▶ Dokumenttext:
* * * * *

Welche Qualifikationen muss eine Aufsichtsrätin erfüllen?
Für eine Aufsichtsrätin gilt grundsätzlich das gleiche Anforderungsprofil wie für einen Mann:
Über ausreichend Zeit zu verfügen, ist eine Grundvoraussetzung. In den meisten Fällen soll sie Erfahrung aus einer adäquaten Position einbringen können. Sie soll die Branche kennen und sich mit dem Unternehmen identifizieren können. Komplementäre Fähigkeiten und Kompetenzen, die noch nicht im Aufsichtsrat durch andere Mitglieder abgedeckt werden, sind gefragt.
Eine professionell agierende Aufsichtsrätin bereichert ein Gremium durch individuelle Stärken und Fähigkeiten, die dem Unternehmenswohl dienen und einen Nutzen stiften.
Ausgezeichnete Chancen haben Frauen, die über Digitalisierungs-Knowhow verfügen.
Gibt es derzeit genug Frauen in Ö, die diese Qualifikationen erfüllen?
Auf jeden Fall. Wobei bei BOARD SEARCH auch internationale Top-Persönlichkeiten ihre Bereitschaft bekundet haben, für ein Mandat im Aufsichtsrat, Beirat oder Stiftungsvorstand in Österreich zur Verfügung zu stehen.
Welche Auswirkungen werden mehr Frauen in Aufsichtsräten haben, Ihrer Einschätzung nach?
Aus meiner langjährigen – auch internationalen Erfahrung – weiß ich, dass jede Frau, die ich in einem Aufsichtsrat als neues Mitglied erleben durfte, das Gremium bereichert hat. Ich habe in der Praxis erlebt, dass alle Frauen bestens vorbereitet zu den Sitzungen kamen (was ich nicht über alle männlichen Aufsichtsräte sagen kann).

* * * * *

▶ Bereitgestellte Daten:
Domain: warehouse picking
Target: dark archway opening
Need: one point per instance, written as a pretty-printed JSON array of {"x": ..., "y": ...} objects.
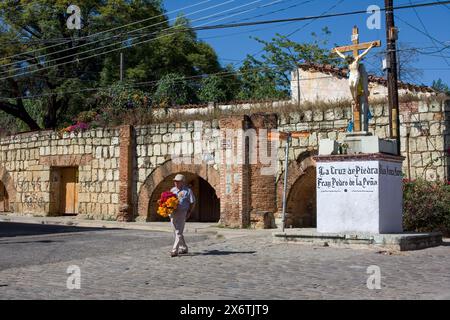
[
  {"x": 301, "y": 202},
  {"x": 4, "y": 198},
  {"x": 207, "y": 208}
]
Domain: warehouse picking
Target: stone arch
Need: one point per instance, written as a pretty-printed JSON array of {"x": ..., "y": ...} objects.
[
  {"x": 205, "y": 172},
  {"x": 301, "y": 192},
  {"x": 9, "y": 190}
]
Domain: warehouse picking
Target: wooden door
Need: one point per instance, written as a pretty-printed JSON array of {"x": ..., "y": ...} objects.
[
  {"x": 208, "y": 203},
  {"x": 69, "y": 191},
  {"x": 4, "y": 202}
]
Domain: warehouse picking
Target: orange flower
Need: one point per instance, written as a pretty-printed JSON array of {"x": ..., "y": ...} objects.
[{"x": 167, "y": 205}]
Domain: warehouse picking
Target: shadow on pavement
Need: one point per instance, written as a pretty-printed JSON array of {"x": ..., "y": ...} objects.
[
  {"x": 13, "y": 229},
  {"x": 216, "y": 253}
]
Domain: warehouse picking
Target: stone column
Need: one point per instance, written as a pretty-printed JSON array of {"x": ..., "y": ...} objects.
[
  {"x": 126, "y": 143},
  {"x": 234, "y": 173},
  {"x": 262, "y": 181}
]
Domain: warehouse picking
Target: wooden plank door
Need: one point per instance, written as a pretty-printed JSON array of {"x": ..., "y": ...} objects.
[
  {"x": 4, "y": 204},
  {"x": 69, "y": 191}
]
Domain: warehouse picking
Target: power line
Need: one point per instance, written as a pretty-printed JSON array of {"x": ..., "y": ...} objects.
[
  {"x": 109, "y": 30},
  {"x": 120, "y": 35},
  {"x": 113, "y": 44},
  {"x": 153, "y": 83},
  {"x": 223, "y": 26},
  {"x": 246, "y": 24},
  {"x": 426, "y": 31}
]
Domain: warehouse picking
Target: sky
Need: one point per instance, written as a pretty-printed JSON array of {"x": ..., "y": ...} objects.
[{"x": 426, "y": 28}]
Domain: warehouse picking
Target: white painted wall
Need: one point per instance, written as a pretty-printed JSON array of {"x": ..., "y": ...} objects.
[{"x": 354, "y": 196}]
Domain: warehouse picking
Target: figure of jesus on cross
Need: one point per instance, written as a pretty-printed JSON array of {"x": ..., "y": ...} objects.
[{"x": 358, "y": 79}]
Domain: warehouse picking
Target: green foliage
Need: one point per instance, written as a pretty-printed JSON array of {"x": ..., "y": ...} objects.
[
  {"x": 441, "y": 86},
  {"x": 269, "y": 76},
  {"x": 218, "y": 88},
  {"x": 426, "y": 206},
  {"x": 66, "y": 90},
  {"x": 173, "y": 89}
]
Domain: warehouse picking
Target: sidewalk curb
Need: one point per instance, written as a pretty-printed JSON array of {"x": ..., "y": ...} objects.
[{"x": 191, "y": 228}]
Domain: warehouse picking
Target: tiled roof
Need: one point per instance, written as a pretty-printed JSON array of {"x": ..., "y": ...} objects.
[{"x": 341, "y": 72}]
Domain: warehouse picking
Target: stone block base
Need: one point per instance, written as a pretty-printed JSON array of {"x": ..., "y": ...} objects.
[{"x": 398, "y": 241}]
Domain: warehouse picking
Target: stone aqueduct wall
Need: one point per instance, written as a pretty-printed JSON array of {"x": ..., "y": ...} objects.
[{"x": 120, "y": 167}]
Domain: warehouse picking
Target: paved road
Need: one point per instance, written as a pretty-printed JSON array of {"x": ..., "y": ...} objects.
[{"x": 130, "y": 264}]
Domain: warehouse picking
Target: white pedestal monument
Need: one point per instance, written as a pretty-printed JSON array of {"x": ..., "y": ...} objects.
[{"x": 359, "y": 194}]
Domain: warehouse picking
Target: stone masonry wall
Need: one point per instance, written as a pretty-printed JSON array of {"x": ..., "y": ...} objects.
[
  {"x": 425, "y": 134},
  {"x": 119, "y": 168},
  {"x": 32, "y": 159}
]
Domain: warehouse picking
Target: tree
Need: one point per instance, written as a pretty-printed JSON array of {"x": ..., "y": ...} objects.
[
  {"x": 221, "y": 87},
  {"x": 269, "y": 76},
  {"x": 61, "y": 92},
  {"x": 407, "y": 58},
  {"x": 176, "y": 50},
  {"x": 173, "y": 89}
]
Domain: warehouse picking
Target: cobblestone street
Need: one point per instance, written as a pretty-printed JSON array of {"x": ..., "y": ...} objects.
[{"x": 135, "y": 264}]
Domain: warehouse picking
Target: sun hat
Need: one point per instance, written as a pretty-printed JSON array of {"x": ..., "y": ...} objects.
[{"x": 179, "y": 177}]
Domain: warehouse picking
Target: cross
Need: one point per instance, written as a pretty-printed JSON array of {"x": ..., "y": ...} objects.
[{"x": 355, "y": 48}]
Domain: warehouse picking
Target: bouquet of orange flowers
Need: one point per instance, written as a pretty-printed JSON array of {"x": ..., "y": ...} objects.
[{"x": 168, "y": 203}]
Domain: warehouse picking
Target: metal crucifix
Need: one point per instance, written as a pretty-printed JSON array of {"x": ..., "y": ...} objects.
[{"x": 358, "y": 78}]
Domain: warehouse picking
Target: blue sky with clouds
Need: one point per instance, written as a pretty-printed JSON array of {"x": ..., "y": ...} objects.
[{"x": 232, "y": 45}]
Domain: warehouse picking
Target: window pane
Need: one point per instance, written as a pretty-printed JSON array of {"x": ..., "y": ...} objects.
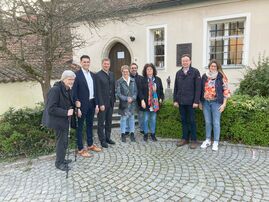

* * * * *

▶ Aufgabenstellung: Aktualisieren Sie im Dokumenttext über Aufsichtsrätinnen alles von „Ausgezeichnete Chancen haben“ bis hinunter zu „Ihrer Einschätzung nach?“, indem Sie „Digitalisierungs-Knowhow“ durch „Nachhaltigkeits-Knowhow“ ersetzen, und geben Sie den Abschnitt so wieder. Das Material ist vom Dokumenttext getrennt und steht für sich.

▶ Erwartete Antwort:
Ausgezeichnete Chancen haben Frauen, die über Nachhaltigkeits-Knowhow verfügen.
Gibt es derzeit genug Frauen in Ö, die diese Qualifikationen erfüllen?
Auf jeden Fall. Wobei bei BOARD SEARCH auch internationale Top-Persönlichkeiten ihre Bereitschaft bekundet haben, für ein Mandat im Aufsichtsrat, Beirat oder Stiftungsvorstand in Österreich zur Verfügung zu stehen.
Welche Auswirkungen werden mehr Frauen in Aufsichtsräten haben, Ihrer Einschätzung nach?